- _TASKS TO CARRY OUT_:
1: Switch "artists" to "illustrators" in the Hulk and Spider-Man comic review, then write out the passage starting at "I passed on" and ending at "off a plane.".
2: Please list every distinct proper name that appears in the Hulk and Spider-Man comic review, each one only once.
3: Write the next part of the Hulk and Spider-Man comic review, picking up after its final sentence.

- _TEXT BLOCK_:
=== Section Start ===

I passed on this 2-parter. I believe the thought was essentially, “It’s Hulk, who cares?” Never been a big fan. After Maximum Carnage, probably happy to save the $2.50. Not a great head on that Hulk! Hulk seems outside the comfort zone of many artists. Either you draw a great Hulk, or you just kind of draw a generally bigger guy. I feel like Bags is a bit unique in that it’s just the head that’s a problem. We upon on Hulk getting off a plane.
Hulk goes leaping off into the distance, and then we find Spider-Man swinging down onto a basketball court to stop a kid from being shaken down for his lunch money. He announces that the kid has friends in high places, and given how many kids Spider-Man has taken a brief protective role for over the years, I half expected it to be someone we’ve seen before, but it’s a random encounter. Then we get the de rigeur “Spider-Man swings around while recapping” page as he heads home, talking about Maximum Carnage AND Infinity Crusade as vaguely as he can.

=== Section End ===

(Dataset items)
=== Section Start ===

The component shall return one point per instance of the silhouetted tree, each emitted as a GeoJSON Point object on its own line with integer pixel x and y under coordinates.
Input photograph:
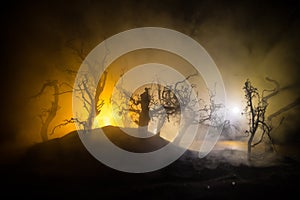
{"type": "Point", "coordinates": [256, 108]}
{"type": "Point", "coordinates": [166, 102]}
{"type": "Point", "coordinates": [82, 89]}
{"type": "Point", "coordinates": [48, 114]}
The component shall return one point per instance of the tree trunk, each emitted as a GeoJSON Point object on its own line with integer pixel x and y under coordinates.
{"type": "Point", "coordinates": [250, 146]}
{"type": "Point", "coordinates": [44, 132]}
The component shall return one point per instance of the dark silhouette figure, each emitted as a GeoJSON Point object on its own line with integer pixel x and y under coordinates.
{"type": "Point", "coordinates": [144, 117]}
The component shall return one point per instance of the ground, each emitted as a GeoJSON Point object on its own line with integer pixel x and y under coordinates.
{"type": "Point", "coordinates": [62, 168]}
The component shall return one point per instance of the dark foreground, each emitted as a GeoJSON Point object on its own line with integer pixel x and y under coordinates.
{"type": "Point", "coordinates": [62, 168]}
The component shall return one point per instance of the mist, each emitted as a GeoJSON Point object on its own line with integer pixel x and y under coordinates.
{"type": "Point", "coordinates": [246, 40]}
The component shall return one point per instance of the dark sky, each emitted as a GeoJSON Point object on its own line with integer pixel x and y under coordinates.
{"type": "Point", "coordinates": [246, 39]}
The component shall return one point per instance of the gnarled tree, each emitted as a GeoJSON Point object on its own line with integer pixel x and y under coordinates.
{"type": "Point", "coordinates": [256, 109]}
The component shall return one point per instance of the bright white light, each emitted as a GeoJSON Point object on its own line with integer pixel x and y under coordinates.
{"type": "Point", "coordinates": [235, 110]}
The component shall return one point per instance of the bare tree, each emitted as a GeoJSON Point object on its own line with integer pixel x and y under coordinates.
{"type": "Point", "coordinates": [256, 109]}
{"type": "Point", "coordinates": [49, 114]}
{"type": "Point", "coordinates": [83, 91]}
{"type": "Point", "coordinates": [166, 102]}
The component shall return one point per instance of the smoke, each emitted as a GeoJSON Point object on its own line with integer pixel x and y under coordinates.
{"type": "Point", "coordinates": [246, 40]}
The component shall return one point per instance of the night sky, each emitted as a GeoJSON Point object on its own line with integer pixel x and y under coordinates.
{"type": "Point", "coordinates": [246, 39]}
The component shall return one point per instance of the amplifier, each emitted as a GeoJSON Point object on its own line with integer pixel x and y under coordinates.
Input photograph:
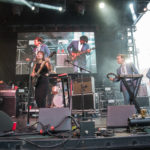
{"type": "Point", "coordinates": [87, 102]}
{"type": "Point", "coordinates": [88, 85]}
{"type": "Point", "coordinates": [60, 60]}
{"type": "Point", "coordinates": [64, 69]}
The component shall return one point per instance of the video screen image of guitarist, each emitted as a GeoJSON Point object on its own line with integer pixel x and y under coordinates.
{"type": "Point", "coordinates": [58, 42]}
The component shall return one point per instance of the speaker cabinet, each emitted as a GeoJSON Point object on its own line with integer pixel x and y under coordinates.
{"type": "Point", "coordinates": [57, 117]}
{"type": "Point", "coordinates": [60, 60]}
{"type": "Point", "coordinates": [117, 116]}
{"type": "Point", "coordinates": [87, 86]}
{"type": "Point", "coordinates": [86, 103]}
{"type": "Point", "coordinates": [5, 122]}
{"type": "Point", "coordinates": [143, 101]}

=== Section End ===

- _TASK RESPONSES_:
1:
I passed on this 2-parter. I believe the thought was essentially, “It’s Hulk, who cares?” Never been a big fan. After Maximum Carnage, probably happy to save the $2.50. Not a great head on that Hulk! Hulk seems outside the comfort zone of many illustrators. Either you draw a great Hulk, or you just kind of draw a generally bigger guy. I feel like Bags is a bit unique in that it’s just the head that’s a problem. We upon on Hulk getting off a plane.

2: Hulk, Maximum Carnage, Bags, Spider-Man, Infinity Crusade

3:
Meanwhile, at Aunt May’s house, she and The Parkers are enjoying their own lunch when Richard asks if May wants to go to the cemetery with him to see Ben on their wedding anniversary, which is… weird! It makes May drop a cup of coffee. In shock? Or… something else? But we cut away to Peter arriving at the doomed science demo, where a scientist is saying that their “radiation virus, when projected into this diagnosed schizophrenic’s brain, will release the repressed hatred and anger that he can’t consciously admit to himself!” Uh, doesn’t that sound like a tremendously bad thing to do? Doesn’t that sound like Hulk was exactly right? I mean, it don’t take much of a scientist to guess that “unleash negative emotions” seems bad.
Ah, yes, your virus is confused. Hate when that happens. Everyone evacuates the gallery except Doc Samson, somehow trying to hold the window together by brute force (Doc Samson seems like a real dummy), and Peter Parker, changing to Spider-Man. But the wall shatters, OBVIOUSLY, and salmon gets a belt of the virus, and…
Spidey naturally infers the virus was attracted to Samson’s gamma-irradiated blood (duh), and is now doing its job of unleashing his pent up anger (duh). Doc Samon sucks! He is also smashing expensive-looking machinery left & right. Spidey tries to web him up, but obviously, that doesn’t work too well, and he finds himself on the run.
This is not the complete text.